● **Exercise details**
Everything in the listing below should be repeated verbatim, apart from the pictures.

+++ Input for this task

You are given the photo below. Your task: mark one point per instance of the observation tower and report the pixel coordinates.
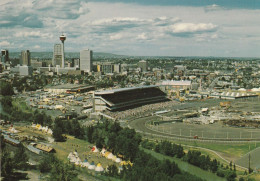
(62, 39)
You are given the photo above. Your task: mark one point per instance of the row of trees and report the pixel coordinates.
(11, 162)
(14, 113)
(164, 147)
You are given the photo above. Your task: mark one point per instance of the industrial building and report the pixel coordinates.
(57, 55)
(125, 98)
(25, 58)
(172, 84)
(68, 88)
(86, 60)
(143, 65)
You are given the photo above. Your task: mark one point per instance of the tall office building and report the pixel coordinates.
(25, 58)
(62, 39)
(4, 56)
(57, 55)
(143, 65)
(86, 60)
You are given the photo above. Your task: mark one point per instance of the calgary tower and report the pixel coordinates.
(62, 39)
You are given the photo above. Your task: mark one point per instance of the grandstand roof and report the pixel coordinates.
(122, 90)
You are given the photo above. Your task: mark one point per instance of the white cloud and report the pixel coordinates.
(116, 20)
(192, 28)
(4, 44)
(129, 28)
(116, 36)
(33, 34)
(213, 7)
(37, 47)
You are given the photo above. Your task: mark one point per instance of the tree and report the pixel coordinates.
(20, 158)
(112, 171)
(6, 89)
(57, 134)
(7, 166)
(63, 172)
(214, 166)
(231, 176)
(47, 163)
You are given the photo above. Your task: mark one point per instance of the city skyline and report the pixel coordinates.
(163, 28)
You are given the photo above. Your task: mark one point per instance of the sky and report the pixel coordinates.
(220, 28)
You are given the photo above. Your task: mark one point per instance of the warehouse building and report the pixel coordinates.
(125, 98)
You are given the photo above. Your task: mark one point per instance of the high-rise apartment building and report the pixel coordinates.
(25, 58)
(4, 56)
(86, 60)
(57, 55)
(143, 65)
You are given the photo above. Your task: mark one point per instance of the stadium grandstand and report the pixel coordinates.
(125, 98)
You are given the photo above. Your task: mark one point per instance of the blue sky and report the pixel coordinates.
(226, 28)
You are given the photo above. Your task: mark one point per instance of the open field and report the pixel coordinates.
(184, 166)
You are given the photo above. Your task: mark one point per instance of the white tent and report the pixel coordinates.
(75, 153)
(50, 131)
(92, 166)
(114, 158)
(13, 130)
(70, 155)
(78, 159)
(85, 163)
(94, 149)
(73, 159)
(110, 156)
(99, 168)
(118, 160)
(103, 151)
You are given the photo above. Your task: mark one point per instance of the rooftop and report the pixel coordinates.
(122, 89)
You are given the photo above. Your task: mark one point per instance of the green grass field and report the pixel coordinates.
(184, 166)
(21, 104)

++++++

● **Solved exercise**
You are given the photo below. Your task: mark one point per instance of the observation tower and report the pixel coordinates.
(62, 39)
You are given the photo above. Your task: mark one point per instance of the row of trees and report the pixel coordinates.
(11, 162)
(14, 113)
(164, 147)
You are given the photo above. Your task: mark one point per instance of the industrial building and report the pixel coordinates.
(57, 55)
(125, 98)
(25, 58)
(172, 84)
(68, 88)
(86, 60)
(143, 65)
You are given the photo above. Your task: mark one point per instance of the tall office building and report the pixel coordinates.
(25, 58)
(62, 39)
(4, 56)
(57, 55)
(143, 65)
(86, 60)
You are given the photo above. Your task: mark one point per instance of the calgary tower and report the pixel coordinates.
(62, 39)
You are given the photo above. Your task: mark one point per instance of the grandstand roof and report the pixel coordinates.
(122, 90)
You are given the photo above. Your task: mark one point per instance of the white cloud and report the pixel coordinates.
(116, 20)
(192, 28)
(4, 44)
(129, 28)
(116, 36)
(33, 34)
(213, 7)
(37, 47)
You are given the photo above. Your task: mark one point per instance of the tree and report the pixel coordinates.
(20, 158)
(112, 171)
(6, 89)
(57, 134)
(7, 166)
(63, 172)
(214, 166)
(231, 176)
(47, 163)
You are given the photo above. Your task: mark one point per instance of the city skyline and report the pixel coordinates.
(163, 28)
You are given the photo above. Your task: mark one point per instance of the sky and report the pixel coordinates.
(220, 28)
You are given the photo above. Your task: mark one point per instance of the warehouse building and report the pixel coordinates.
(125, 98)
You are given the photo above. Your task: mark one point per instance of the high-rise apartment building and report the pixel coordinates.
(25, 58)
(4, 56)
(86, 60)
(57, 55)
(143, 65)
You are given the photo above. Your task: mark one point per instance of the stadium grandstand and report the pixel coordinates.
(125, 98)
You are given the photo above. Your task: mark one point per instance of the blue sky and report the pixel coordinates.
(226, 28)
You are given the photo above. Your task: mark one point per instance of the open field and report the pixel coordinates.
(184, 166)
You are given the photo above. Your task: mark one point per instance of the white tent and report the pixel coordinates.
(75, 153)
(50, 131)
(92, 166)
(114, 158)
(13, 130)
(70, 155)
(78, 159)
(85, 163)
(94, 149)
(73, 159)
(110, 156)
(99, 168)
(118, 160)
(103, 151)
You are given the photo above. Your task: mark one point per instance of the rooftop and report the pixel coordinates.
(122, 89)
You are given the photo above. Your task: mark one point per instance of the green grass field and report the pixel coordinates.
(184, 166)
(21, 104)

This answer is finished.